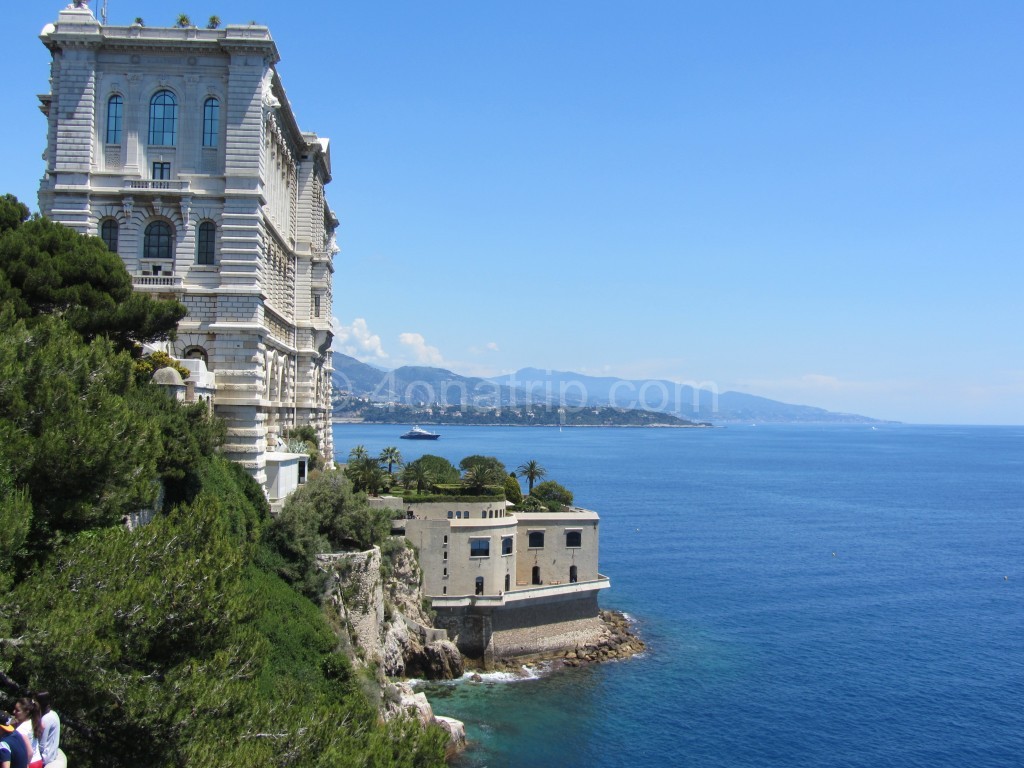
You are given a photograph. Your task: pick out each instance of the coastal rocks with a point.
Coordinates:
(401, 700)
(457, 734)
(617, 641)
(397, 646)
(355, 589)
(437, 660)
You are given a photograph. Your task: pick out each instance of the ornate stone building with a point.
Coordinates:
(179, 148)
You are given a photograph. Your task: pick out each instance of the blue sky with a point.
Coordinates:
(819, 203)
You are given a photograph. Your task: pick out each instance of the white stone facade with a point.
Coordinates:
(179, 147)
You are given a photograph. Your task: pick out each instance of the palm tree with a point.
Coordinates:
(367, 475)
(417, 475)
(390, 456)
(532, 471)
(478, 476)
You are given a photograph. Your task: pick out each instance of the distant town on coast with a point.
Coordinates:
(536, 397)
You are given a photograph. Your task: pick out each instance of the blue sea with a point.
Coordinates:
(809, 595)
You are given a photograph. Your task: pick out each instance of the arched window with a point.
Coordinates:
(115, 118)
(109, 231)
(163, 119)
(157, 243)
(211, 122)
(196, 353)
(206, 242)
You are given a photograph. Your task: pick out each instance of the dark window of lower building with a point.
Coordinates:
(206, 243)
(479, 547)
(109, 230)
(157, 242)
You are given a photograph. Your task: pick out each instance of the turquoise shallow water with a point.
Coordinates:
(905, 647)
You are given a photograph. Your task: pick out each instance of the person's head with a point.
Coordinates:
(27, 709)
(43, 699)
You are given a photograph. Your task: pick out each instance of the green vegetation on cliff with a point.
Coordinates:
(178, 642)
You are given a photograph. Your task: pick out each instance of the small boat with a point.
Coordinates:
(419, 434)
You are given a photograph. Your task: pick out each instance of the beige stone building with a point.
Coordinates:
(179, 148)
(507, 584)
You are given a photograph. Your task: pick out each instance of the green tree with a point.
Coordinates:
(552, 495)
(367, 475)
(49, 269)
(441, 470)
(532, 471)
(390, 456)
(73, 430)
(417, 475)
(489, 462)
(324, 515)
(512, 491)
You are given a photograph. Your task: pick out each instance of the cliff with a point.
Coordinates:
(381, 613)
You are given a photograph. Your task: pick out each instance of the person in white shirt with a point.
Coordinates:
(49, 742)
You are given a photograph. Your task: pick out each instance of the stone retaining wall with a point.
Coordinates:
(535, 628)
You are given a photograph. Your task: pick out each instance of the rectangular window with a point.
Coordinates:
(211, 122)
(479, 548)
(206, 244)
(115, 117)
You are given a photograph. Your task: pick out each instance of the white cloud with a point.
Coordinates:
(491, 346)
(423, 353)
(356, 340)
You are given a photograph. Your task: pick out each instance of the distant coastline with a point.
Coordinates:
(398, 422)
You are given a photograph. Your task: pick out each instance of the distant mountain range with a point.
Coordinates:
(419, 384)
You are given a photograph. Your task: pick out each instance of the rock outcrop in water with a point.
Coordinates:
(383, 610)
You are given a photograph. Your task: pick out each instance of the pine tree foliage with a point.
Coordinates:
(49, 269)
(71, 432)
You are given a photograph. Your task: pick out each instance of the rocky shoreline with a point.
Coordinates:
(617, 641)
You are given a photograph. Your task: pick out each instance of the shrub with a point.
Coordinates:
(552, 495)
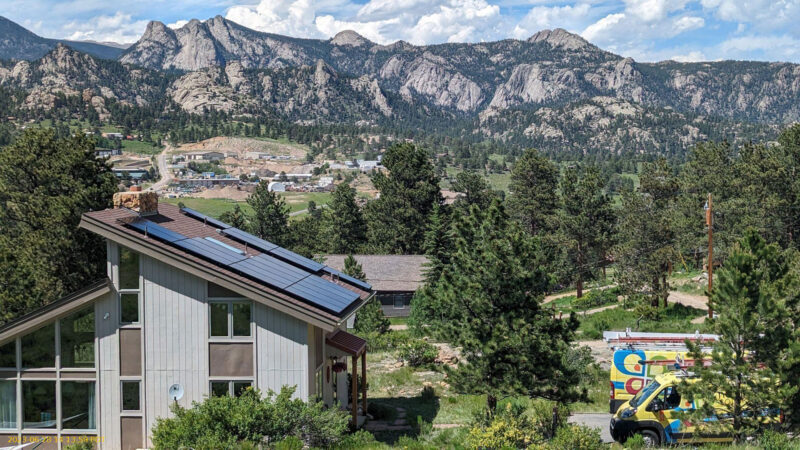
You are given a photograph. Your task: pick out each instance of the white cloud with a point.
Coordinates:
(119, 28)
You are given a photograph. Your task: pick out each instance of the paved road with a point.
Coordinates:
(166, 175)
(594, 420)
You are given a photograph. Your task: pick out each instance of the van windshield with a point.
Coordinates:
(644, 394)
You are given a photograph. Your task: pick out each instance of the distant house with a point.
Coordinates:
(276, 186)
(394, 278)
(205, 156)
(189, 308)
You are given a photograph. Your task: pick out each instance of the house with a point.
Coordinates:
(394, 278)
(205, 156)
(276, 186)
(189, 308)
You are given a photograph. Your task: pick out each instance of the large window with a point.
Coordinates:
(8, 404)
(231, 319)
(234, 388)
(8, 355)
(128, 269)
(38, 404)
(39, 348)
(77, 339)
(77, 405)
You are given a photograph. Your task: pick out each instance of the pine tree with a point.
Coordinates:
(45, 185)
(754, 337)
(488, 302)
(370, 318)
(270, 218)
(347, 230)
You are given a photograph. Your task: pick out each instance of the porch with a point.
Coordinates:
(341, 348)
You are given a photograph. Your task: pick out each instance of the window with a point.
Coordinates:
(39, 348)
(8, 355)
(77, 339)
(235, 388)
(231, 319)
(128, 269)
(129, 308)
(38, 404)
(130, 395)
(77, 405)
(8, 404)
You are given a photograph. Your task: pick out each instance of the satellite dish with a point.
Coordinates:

---*---

Can you rewrite the entries starting at the line that contains "windshield with a point." and ending at the last of the entries, with "Coordinates" replaced by "Points" and everything else left unchanged?

_EXPECTED OUTPUT_:
You are given a photograph. Your task: pick out each instance of the van windshield with a point.
Points:
(644, 394)
You are given a photograph. Your task: pick out each instance of the distant house with a point.
Points:
(276, 186)
(394, 278)
(205, 156)
(189, 308)
You are given a photograph. Your task: pick out each instance of the house with a point.
Points:
(394, 278)
(205, 156)
(276, 186)
(189, 308)
You are given a photograph. Your task: pick out each instance of the large window with a point.
Points:
(8, 404)
(231, 319)
(234, 388)
(8, 355)
(128, 269)
(38, 404)
(39, 348)
(77, 339)
(77, 405)
You are given a photograph. Your task: pick out each instance of the pine tree with a point.
Points:
(45, 185)
(754, 337)
(488, 302)
(370, 318)
(270, 218)
(347, 230)
You are given a photograph. Your task: pick out each instance of the porch with a point.
Points:
(341, 348)
You are given a photograph. Your task: pick out each instance of the window with a point.
Points:
(39, 348)
(8, 355)
(77, 339)
(235, 388)
(231, 319)
(128, 269)
(129, 308)
(38, 404)
(130, 395)
(77, 405)
(8, 404)
You are given a photograph. Your task: pick out each instance of the satellite dish with a point.
Points:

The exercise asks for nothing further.